## SUPPLIED TEXT
During the talk, additional ideas to improve the utilization ramp-up, which had appeared on the linux-kernel mailing list over the last eight months, were discussed. It started with the proposal to be able to change the PELT half-life at run time. Some Android systems use this to be able to run gaming workloads with a smaller PELT half-life value of 16ms or 8ms instead of the default 32ms. They claim better frames-per-second (FPS) rates with only moderate energy increase due to faster PELT signal rising and decaying.

The design was rejected because it isn't clear which specific problem it solves. Two mechanisms, util_est_boost and util_est_faster, were reviewed that improve the responsiveness of a single completely fair scheduler (CFS) task without boosting the whole system by changing the PELT half life. The use of runnable alongside utilization came out of the util_est_faster discussion on the mailing list. A situation in which runnable is larger than utilization indicates run-queue contention. Using the greater of the runnable and utilization values helps boosting CPU frequency in these scenarios. The UI benchmark JankbenchX on a Pixel 6 device has shown that this can seriously minimize jank frames (frames which don't meet the required rendering time).

With API level 31, Android started to provide the Android Dynamic Performance Framework (ADPF) CPU-performance hints feature which allows per-task boosting using Uclamp.

As a stand-alone kernel mainline feature, improving CPU utilization by runnable for faster CPU frequency ramp-up can work alongside Android's CPU performance-hinting user-space boosting mechanism. It is unlikely that a PELT half-life runtime modifier gets into kernel mainline, even though Android would like to have it as a tuning parameter for CPU performance and power management.

Results from using SCHED_DEADLINE for energy-aware optimization of RT DAGs on heterogeneous hardware

Author: Tommaso Cucinotta (video)

In this talk, some results from the AMPERE EU project were presented, including prototype modifications our research group made to SCHED_DEADLINE, to accommodate the requirements of application use cases belonging to the automotive and railway domains. We considered in the project some different reference platforms, including a Xilinx UltraScale+ board with FPGA acceleration, and an NVIDIA Xavier AGX board with GPU acceleration. Throughout the three-year project, running from 2020 to date, we implemented a number of components, most of which were released under an open-source license.

We implemented PARTSim, a power-aware and thermal-aware realtime-systems simulator for big.LITTLE platforms, in which we modeled the variability in execution time and power consumption of a range of boards (ODROID-XU4, Raspberry Pi 4, Xilinx US+ ZCU102), so that we can simulate the temporal behavior of applications on these boards under a variety of configurations of schedulers. We also prototyped, in this simulator, big.LITTLE CBS, a variant of a SCHED_DEADLINE-like, realtime scheduler that, on every task wakeup, is able to schedule the task on a core (among the one it woke up upon, a core from the same core island, or a core from another island) that is most convenient from a power-consumption perspective.

## DATASET RECORDS
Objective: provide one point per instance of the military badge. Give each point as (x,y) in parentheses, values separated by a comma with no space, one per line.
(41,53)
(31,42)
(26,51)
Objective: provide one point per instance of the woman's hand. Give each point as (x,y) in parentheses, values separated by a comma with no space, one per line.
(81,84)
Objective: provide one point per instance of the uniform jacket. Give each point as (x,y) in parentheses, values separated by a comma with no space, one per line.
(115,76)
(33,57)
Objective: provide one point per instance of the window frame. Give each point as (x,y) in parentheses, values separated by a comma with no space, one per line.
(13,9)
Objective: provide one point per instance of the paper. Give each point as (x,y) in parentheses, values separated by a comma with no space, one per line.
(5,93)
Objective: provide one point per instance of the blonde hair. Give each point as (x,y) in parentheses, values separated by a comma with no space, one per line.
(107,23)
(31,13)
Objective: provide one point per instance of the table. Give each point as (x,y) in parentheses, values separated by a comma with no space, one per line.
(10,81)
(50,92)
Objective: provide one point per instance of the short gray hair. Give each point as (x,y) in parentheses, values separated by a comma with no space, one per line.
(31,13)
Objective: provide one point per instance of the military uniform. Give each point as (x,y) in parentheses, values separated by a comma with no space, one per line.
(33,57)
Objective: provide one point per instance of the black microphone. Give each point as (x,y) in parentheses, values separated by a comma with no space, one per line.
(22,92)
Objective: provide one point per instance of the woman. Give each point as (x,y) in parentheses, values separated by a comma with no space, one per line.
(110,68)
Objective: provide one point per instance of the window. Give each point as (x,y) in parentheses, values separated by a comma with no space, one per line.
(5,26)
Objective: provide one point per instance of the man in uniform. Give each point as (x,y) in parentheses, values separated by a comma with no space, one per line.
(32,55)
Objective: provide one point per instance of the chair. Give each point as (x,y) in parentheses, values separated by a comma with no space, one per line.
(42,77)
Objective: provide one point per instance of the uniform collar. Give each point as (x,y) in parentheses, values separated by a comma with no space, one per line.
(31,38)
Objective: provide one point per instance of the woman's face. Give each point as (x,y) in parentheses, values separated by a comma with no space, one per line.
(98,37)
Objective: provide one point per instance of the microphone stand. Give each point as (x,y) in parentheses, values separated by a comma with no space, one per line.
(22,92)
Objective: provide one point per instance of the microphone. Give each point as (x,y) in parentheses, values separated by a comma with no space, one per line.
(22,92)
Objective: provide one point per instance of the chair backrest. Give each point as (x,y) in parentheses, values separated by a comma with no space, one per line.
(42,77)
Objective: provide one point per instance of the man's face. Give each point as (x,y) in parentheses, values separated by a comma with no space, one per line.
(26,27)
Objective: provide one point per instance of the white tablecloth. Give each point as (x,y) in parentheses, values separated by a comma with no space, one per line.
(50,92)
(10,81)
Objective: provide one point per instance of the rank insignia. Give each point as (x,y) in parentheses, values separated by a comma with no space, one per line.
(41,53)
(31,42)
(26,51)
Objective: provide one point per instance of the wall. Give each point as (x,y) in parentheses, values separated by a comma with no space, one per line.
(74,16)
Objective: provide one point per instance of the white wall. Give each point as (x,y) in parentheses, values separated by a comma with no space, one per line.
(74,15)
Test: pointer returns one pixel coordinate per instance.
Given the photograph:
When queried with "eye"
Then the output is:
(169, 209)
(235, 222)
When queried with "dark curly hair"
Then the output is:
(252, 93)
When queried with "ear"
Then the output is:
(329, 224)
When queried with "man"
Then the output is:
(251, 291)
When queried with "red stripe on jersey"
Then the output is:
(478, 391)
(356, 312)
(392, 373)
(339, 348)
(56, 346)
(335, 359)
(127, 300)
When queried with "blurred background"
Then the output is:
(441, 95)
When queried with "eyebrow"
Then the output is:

## PROBLEM 1
Answer these from the scheduler write-up:
(a) What is the default PELT half-life value?
(b) At which API level did Android start to provide the ADPF CPU-performance hints feature?
(c) Which boards had their execution-time and power-consumption variability modeled in PARTSim?
## PROBLEM 2
Copy word for word the part of the scheduler write-up starting at "As a stand-alone" and ending at "and power management.".

## RESPONSE 1
(a) 32ms
(b) API level 31
(c) ODROID-XU4, Raspberry Pi 4, and Xilinx US+ ZCU102

## RESPONSE 2
As a stand-alone kernel mainline feature, improving CPU utilization by runnable for faster CPU frequency ramp-up can work alongside Android's CPU performance-hinting user-space boosting mechanism. It is unlikely that a PELT half-life runtime modifier gets into kernel mainline, even though Android would like to have it as a tuning parameter for CPU performance and power management.